## WRITTEN INSTRUCTION
Format these lines as a JSON list of strings, with one string per line and blank lines omitted.

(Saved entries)
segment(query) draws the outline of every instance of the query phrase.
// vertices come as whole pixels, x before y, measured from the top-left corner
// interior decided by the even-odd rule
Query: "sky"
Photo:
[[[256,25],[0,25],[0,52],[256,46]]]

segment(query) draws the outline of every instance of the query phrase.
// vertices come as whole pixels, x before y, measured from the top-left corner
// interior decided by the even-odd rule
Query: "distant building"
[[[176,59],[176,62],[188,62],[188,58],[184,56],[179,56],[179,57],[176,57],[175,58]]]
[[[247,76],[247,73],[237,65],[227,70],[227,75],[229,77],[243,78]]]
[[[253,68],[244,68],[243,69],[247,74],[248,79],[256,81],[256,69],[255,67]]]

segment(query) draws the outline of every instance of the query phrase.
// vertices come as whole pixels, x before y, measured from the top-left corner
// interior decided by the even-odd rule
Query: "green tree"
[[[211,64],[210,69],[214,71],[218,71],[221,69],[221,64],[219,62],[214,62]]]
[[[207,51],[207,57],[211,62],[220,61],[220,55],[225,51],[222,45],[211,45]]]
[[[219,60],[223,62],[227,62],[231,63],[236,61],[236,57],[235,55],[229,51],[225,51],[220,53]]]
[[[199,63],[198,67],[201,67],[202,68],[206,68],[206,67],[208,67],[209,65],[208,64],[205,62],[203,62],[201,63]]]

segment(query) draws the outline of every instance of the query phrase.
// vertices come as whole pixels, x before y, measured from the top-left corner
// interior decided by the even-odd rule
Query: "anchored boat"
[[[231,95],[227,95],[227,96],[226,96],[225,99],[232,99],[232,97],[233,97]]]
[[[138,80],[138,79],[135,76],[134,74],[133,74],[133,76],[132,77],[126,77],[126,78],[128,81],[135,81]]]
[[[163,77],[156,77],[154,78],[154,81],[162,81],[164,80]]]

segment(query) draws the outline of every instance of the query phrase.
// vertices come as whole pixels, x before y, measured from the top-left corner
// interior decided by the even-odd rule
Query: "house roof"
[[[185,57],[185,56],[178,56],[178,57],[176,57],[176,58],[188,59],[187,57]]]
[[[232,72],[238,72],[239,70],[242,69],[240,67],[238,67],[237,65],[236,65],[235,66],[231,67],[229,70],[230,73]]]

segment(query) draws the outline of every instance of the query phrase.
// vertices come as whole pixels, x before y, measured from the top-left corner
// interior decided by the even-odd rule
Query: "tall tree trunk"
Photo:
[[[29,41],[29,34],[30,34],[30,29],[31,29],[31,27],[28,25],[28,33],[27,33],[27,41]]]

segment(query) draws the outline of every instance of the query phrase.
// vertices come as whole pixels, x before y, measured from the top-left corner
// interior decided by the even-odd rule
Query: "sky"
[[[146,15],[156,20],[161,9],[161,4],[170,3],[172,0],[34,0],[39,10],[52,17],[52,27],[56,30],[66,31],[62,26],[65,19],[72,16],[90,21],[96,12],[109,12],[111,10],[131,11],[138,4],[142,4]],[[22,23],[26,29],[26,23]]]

## OUTPUT
[
  "segment(query) draws the outline of every instance of the query phrase.",
  "// vertices come as whole pixels, x before y, measured from the top-left corner",
  "// interior decided by the even-odd rule",
  "Query: \"sky\"",
  "Photo:",
  "[[[256,25],[0,25],[0,52],[256,46]]]",
  "segment(query) draws the outline of every instance of the query phrase.",
  "// vertices come as whole pixels, x before y, measured from the top-left corner",
  "// interior decided by the even-odd rule",
  "Query: \"distant building\"",
  "[[[176,59],[176,62],[188,62],[188,58],[184,56],[179,56],[179,57],[176,57],[175,58]]]",
  "[[[247,76],[247,73],[237,65],[227,70],[227,75],[229,77],[243,78]]]",
  "[[[253,68],[244,68],[243,69],[247,74],[248,79],[256,81],[256,69],[255,67]]]",
  "segment(query) draws the outline of every instance of the query phrase.",
  "// vertices come as whole pixels, x before y, measured from the top-left corner",
  "// interior decided by the even-odd rule",
  "Query: \"green tree\"",
  "[[[211,64],[210,69],[214,71],[218,71],[221,69],[221,64],[219,62],[214,62]]]",
  "[[[207,51],[207,57],[211,62],[220,61],[220,55],[225,51],[222,45],[211,45]]]",
  "[[[219,60],[223,62],[227,62],[231,63],[236,61],[236,57],[235,55],[229,51],[225,51],[220,53]]]",
  "[[[199,63],[198,67],[201,67],[202,68],[206,68],[206,67],[208,67],[209,65],[208,64],[205,62],[203,62],[201,63]]]",
  "segment(query) draws the outline of every instance of the query phrase.",
  "// vertices come as whole pixels, x before y, measured from the top-left corner",
  "// interior decided by the even-odd rule",
  "Query: \"anchored boat\"",
  "[[[231,95],[227,95],[227,96],[226,96],[225,99],[232,99],[232,97],[233,97]]]",
  "[[[138,80],[138,79],[135,76],[134,74],[133,74],[133,76],[132,77],[126,77],[126,78],[128,81],[135,81]]]",
  "[[[163,77],[156,77],[154,78],[154,81],[162,81],[164,80]]]",
  "segment(query) draws the outline of every instance of the query phrase.",
  "// vertices come as whole pixels, x before y, measured from the top-left corner",
  "// interior decided by the even-odd rule",
  "Query: \"house roof\"",
  "[[[185,57],[185,56],[178,56],[178,57],[176,57],[176,58],[188,59],[187,57]]]",
  "[[[232,72],[238,72],[239,70],[242,69],[240,67],[238,67],[237,65],[236,65],[235,66],[231,67],[229,70],[230,73]]]",
  "segment(query) draws the outline of every instance of the query phrase.",
  "// vertices come as whole pixels, x before y, measured from the top-left corner",
  "// interior decided by the even-odd rule",
  "Query: \"tall tree trunk\"",
  "Photo:",
  "[[[29,41],[29,34],[30,34],[30,29],[31,29],[31,27],[28,25],[28,33],[27,33],[27,41]]]",
  "segment(query) draws the outline of every instance of the query phrase.",
  "// vertices come as whole pixels, x before y, measured from the top-left corner",
  "// interior decided by the even-odd rule",
  "Query: \"sky\"",
  "[[[146,15],[156,20],[161,9],[161,4],[170,3],[172,0],[34,0],[39,10],[52,17],[52,27],[56,30],[66,31],[62,26],[65,19],[72,16],[90,21],[96,12],[109,12],[111,10],[131,11],[138,4],[142,4]],[[22,23],[26,29],[26,23]]]"
]